**Stated goal:** Please reproduce the records word for word, starting at the line that contains "gown, written as integer pixel values." and running through the end of the records, with both ends included.

Records of labeled points:
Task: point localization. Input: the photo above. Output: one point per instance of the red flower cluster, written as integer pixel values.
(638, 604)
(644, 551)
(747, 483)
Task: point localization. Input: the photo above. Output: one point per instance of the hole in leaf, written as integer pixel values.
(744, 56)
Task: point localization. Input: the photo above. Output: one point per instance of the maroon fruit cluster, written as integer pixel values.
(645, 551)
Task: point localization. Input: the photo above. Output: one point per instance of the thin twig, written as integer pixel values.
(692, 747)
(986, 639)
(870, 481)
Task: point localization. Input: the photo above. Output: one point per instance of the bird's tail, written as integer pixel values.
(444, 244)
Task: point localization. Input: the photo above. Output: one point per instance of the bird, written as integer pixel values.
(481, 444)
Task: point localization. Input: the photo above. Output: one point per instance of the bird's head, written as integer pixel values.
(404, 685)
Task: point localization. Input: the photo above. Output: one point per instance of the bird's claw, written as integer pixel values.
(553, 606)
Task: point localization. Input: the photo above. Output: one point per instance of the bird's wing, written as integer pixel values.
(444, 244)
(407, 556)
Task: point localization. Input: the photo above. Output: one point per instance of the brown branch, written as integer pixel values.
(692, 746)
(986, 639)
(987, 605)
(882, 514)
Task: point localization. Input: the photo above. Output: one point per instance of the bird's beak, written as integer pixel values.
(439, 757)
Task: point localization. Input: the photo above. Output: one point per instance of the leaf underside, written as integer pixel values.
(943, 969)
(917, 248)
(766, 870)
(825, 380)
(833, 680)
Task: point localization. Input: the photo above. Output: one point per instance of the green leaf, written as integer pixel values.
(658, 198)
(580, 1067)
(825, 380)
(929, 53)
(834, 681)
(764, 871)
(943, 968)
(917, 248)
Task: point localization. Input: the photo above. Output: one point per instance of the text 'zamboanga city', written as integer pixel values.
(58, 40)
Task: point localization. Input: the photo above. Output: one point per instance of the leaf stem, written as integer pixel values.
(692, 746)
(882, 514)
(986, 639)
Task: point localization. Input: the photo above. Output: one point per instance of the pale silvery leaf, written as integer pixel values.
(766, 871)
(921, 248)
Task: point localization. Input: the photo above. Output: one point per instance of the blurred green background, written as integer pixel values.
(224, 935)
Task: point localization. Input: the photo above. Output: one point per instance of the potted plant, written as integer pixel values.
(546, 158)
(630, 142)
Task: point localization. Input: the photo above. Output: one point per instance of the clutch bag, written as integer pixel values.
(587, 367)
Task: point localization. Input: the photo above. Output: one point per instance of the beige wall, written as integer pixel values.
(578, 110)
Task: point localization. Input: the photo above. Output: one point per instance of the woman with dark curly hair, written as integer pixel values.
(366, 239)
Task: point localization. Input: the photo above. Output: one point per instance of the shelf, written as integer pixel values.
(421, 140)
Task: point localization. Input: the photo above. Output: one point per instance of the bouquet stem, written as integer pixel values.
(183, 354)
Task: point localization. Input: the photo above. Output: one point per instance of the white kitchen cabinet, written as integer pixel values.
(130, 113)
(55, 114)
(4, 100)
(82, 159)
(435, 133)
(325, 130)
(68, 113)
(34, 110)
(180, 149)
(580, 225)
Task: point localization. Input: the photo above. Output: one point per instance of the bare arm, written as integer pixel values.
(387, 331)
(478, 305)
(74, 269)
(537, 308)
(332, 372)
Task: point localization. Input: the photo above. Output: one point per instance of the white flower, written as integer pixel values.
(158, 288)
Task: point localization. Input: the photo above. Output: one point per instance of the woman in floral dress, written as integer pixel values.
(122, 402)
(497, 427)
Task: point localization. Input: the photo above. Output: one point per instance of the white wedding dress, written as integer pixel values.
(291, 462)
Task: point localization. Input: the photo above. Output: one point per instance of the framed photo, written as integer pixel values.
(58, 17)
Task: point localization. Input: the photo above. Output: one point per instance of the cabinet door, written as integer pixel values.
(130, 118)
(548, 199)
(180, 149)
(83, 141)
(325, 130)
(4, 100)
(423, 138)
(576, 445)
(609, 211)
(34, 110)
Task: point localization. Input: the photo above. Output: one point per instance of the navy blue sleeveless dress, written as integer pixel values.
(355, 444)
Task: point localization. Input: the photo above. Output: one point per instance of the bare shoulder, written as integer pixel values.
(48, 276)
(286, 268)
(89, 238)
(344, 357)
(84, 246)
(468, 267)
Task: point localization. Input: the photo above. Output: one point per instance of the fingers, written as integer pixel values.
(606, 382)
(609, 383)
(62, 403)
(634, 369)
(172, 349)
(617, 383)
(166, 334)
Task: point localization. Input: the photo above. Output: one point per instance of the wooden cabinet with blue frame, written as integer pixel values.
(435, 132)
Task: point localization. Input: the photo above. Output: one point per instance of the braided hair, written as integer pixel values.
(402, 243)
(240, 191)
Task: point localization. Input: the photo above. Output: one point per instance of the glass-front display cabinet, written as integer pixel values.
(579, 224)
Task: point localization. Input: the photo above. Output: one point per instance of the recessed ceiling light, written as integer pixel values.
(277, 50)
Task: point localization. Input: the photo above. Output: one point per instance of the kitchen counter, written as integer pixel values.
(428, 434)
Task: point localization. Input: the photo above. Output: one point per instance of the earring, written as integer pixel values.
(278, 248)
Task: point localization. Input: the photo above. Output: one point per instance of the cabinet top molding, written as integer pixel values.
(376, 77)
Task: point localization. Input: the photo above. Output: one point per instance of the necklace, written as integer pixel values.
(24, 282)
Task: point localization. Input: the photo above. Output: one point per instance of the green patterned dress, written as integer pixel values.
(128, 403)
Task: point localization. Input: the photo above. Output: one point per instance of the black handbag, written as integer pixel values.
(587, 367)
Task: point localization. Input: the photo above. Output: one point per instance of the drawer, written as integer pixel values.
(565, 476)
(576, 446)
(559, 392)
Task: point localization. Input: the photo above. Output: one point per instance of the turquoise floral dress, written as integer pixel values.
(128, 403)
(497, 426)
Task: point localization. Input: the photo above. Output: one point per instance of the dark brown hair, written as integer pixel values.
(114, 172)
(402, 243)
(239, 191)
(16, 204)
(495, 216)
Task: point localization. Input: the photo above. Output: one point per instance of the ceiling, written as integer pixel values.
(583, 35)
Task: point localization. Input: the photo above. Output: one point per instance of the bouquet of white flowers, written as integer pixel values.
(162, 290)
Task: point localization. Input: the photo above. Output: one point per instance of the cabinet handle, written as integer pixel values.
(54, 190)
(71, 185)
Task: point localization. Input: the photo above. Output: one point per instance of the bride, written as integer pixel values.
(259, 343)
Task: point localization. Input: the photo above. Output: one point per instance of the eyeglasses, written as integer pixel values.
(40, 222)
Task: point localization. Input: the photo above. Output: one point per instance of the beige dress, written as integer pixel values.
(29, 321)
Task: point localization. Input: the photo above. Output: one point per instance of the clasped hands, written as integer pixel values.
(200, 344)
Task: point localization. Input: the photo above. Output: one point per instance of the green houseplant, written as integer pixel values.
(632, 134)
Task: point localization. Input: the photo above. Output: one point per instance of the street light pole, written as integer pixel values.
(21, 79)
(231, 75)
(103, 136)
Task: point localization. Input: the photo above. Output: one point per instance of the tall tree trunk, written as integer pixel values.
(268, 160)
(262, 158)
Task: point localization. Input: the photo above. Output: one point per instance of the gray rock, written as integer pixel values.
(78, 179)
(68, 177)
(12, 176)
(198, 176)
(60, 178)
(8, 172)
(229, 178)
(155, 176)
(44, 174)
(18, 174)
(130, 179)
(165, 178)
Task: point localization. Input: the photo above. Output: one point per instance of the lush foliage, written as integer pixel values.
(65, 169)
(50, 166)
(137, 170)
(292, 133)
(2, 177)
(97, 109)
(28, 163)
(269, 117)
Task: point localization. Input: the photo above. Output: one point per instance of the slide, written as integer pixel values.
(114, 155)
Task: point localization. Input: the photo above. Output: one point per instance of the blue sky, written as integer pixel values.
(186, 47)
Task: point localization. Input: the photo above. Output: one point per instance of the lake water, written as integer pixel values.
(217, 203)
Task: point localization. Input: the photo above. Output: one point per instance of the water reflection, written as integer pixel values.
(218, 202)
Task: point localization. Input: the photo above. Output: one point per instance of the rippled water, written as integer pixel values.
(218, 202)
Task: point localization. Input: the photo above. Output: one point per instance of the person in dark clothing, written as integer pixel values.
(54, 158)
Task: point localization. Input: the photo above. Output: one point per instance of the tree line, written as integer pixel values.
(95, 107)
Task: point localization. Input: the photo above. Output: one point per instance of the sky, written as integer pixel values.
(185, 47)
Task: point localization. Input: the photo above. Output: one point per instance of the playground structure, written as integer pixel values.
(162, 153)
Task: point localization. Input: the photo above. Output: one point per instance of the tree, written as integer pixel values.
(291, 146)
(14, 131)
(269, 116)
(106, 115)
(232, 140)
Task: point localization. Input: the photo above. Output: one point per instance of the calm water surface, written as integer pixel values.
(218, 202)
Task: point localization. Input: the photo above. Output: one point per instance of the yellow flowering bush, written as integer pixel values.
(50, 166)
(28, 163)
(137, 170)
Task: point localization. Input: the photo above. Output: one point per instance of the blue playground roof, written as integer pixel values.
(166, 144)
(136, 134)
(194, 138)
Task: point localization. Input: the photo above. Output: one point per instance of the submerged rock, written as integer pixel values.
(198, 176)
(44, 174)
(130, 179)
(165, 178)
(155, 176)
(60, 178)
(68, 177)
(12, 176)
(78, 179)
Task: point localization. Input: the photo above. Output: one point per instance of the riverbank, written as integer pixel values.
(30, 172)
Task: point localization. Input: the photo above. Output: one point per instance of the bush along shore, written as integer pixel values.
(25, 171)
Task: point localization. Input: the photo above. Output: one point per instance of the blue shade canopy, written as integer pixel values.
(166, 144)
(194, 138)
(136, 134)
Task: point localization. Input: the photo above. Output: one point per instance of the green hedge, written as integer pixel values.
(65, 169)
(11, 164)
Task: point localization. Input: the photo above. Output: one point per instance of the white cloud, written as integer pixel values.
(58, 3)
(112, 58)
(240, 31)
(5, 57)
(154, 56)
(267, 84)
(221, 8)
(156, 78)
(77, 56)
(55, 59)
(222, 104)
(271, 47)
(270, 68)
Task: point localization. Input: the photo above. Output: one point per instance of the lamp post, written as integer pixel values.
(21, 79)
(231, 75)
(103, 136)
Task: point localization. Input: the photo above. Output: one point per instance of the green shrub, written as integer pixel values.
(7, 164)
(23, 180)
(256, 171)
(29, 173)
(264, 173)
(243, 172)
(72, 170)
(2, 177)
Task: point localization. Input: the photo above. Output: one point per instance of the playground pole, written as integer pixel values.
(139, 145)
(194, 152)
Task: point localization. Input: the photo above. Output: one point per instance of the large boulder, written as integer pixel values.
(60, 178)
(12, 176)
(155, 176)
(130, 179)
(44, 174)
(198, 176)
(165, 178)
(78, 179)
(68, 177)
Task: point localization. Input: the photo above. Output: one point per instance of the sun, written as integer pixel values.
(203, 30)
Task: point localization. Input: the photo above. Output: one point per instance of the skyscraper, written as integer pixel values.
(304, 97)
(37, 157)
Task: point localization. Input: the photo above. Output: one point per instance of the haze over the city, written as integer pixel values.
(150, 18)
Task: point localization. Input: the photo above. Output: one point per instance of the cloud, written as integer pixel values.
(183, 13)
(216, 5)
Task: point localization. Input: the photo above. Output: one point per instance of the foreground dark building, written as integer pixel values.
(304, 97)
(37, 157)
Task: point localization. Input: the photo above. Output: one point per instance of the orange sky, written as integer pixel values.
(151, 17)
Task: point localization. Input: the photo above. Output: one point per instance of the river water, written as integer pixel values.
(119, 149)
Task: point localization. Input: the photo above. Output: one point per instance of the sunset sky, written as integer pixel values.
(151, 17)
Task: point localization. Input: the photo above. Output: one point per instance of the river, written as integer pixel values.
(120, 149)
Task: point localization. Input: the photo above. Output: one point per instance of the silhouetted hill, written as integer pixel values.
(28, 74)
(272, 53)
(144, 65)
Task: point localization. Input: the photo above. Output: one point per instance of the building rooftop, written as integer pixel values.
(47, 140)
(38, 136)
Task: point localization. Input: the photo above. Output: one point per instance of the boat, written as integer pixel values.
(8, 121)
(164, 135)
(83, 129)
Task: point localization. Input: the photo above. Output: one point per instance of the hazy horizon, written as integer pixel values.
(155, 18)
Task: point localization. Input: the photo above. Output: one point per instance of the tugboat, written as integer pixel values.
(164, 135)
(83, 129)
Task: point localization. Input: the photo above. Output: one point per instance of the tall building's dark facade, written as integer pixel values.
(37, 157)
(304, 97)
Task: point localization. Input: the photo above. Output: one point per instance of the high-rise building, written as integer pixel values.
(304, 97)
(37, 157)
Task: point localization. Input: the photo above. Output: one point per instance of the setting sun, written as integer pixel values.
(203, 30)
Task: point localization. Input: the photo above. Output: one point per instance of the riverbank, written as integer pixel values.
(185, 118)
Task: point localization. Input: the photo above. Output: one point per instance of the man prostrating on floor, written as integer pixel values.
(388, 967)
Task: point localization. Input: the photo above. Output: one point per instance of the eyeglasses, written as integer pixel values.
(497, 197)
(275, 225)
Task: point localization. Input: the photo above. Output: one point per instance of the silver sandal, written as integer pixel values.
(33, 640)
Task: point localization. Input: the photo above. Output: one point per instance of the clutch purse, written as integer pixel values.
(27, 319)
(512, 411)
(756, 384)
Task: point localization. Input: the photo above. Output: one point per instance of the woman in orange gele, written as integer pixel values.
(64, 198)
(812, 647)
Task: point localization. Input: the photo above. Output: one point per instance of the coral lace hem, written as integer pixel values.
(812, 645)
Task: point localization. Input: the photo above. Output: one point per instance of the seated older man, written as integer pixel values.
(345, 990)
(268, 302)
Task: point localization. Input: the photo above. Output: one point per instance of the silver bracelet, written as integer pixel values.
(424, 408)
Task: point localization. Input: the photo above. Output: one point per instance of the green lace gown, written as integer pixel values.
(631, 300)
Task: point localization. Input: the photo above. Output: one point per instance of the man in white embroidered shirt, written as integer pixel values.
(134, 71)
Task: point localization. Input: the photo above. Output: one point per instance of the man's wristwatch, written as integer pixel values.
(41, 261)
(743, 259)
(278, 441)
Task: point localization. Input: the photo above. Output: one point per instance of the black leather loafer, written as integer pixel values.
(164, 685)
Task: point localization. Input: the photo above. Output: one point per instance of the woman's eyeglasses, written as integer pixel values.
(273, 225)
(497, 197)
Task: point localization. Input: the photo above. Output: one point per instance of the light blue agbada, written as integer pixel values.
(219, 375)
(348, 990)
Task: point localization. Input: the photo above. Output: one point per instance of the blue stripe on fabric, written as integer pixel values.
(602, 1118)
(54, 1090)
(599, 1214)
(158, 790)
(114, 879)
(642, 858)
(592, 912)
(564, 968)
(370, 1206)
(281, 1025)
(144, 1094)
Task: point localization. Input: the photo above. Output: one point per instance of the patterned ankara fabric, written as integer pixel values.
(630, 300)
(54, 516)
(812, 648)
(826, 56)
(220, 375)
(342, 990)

**Exercise result:**
Task: point localization. Input: the photo above. Output: one point per instance of the green lace gown, written as integer pixel values.
(631, 300)
Task: point localization. Input: the photo above. Output: one point per instance of the man in white embroidered shirt, written as integer pixel values.
(134, 71)
Task: point localization. Input: the photo above. Output: one point per instance of the man's wristwatch, written as integer pixel values.
(41, 261)
(743, 259)
(278, 441)
Task: point localization. Input: the photo above. Output: one point per instance of the black leather loafer, written as integer pixel values.
(164, 685)
Task: point localization. Input: the photo above. Output: one point per instance of the woman's eyeglasses, written as integer pixel values.
(273, 225)
(497, 197)
Task: point localization. Input: the photo above. Output: one point per instance of the light blue agbada, written as integer pixel values.
(219, 375)
(348, 990)
Task: point localization. Input: the photo above. Output: one point per instance of the blue stripe on fabric, written as integer pixel values.
(602, 1118)
(54, 1090)
(599, 1214)
(158, 790)
(114, 879)
(642, 858)
(592, 912)
(564, 968)
(370, 1206)
(281, 1025)
(144, 1094)
Task: point localization. Input: the photo above. Output: one point per instance of the patterned ankara fabric, written as integer pixel values.
(630, 300)
(54, 516)
(812, 648)
(826, 56)
(220, 375)
(342, 990)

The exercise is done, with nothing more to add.